START Excerpted text
Robert S. McNamara, secretary of defense for John F. Kennedy, took part in some of them, and played a key role in the Cuban missile crisis of 1962, in which the world almost experienced a nuclear war. McNamara, Rhodes says, “has come to believe that nuclear weapons should be abolished,” and when asked why so many were built, told Rhodes, “Each individual decision along the way seemed rational at the time. … But the result was insane.”

Others were less repentant. A good many of them – such familiar names as Dick Cheney, Donald Rumsfeld, Paul Wolfowitz, Richard Pipes and Richard Perle – stuck around to carry Cold War attitudes into the United States’ current engagements in the Middle East. According to George Shultz, Reagan’s secretary of state, Perle, deputy secretary of defense under Reagan, argued that “The worst thing in the world would be to eliminate nuclear weapons.” And even as late as 1991, with the Soviet Union in collapse, Cheney, secretary of defense under George H.W. Bush, resisted cuts in the nuclear arsenal, Rhodes reports, because “he distrusted arms negotiations and feared they would encourage reductions in the defense budget. He had already decided that there would be no peace dividend from the demise of the Soviet Union.”

But Rhodes concentrates on the two key players in the negotiations of the 1980s, Reagan and Gorbachev. Chernobyl was a major force driving Gorbachev to the negotiating table. Rhodes notes that the full effects of the reactor explosion have never come to light, that “despite the promises of glasnost, the number who died or were disabled has not been revealed.” But he provides a chilling metaphor for those effects: “When the leaves fell from the chestnut trees that are the glory of Kiev, proud on its high bluff above the Dnieper River, they had to be raked up, all three hundred thousand tons of them, baled and buried outside the city as low-level nuclear waste.”
END Excerpted text
START Rows
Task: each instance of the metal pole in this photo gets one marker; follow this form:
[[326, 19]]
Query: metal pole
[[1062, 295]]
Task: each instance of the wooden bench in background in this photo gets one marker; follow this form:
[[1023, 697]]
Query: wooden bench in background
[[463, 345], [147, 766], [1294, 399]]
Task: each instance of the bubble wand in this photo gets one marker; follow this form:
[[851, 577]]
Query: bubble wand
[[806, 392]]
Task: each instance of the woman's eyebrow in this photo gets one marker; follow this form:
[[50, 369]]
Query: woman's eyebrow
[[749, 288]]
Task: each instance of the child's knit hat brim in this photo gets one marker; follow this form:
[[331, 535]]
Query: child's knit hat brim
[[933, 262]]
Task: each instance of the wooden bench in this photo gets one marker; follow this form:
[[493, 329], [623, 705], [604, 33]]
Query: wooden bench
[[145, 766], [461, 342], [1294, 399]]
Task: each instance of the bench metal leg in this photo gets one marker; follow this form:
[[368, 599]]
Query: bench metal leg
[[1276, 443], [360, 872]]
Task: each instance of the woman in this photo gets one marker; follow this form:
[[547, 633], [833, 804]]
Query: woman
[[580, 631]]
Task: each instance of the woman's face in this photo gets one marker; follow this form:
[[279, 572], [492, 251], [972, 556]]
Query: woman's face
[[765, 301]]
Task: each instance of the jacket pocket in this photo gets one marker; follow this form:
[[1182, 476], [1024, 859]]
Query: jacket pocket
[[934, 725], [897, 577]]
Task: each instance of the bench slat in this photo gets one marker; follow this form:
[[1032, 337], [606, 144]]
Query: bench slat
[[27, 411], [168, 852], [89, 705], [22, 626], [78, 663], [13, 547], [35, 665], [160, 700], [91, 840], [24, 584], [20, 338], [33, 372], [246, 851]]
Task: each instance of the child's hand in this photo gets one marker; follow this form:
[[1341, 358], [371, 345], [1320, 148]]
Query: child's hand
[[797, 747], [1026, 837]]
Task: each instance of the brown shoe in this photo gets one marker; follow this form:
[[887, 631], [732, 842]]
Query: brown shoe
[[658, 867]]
END Rows
■ **Task details**:
In the excerpt on nuclear arms, turn the paragraph beginning "Others were less repentant" into a short bulleted list that keeps its main facts.

■ **Written answer**:
- Several Cold War figures were less repentant: Dick Cheney, Donald Rumsfeld, Paul Wolfowitz, Richard Pipes and Richard Perle.
- Many stayed on and carried Cold War attitudes into current U.S. engagements in the Middle East.
- According to George Shultz, Reagan's secretary of state, Perle (deputy secretary of defense under Reagan) argued that eliminating nuclear weapons would be "the worst thing in the world."
- In 1991, as the Soviet Union collapsed, Cheney, secretary of defense under George H.W. Bush, resisted nuclear cuts, Rhodes reports.
- Cheney distrusted arms negotiations, feared they would encourage defense budget reductions, and had decided there would be no peace dividend.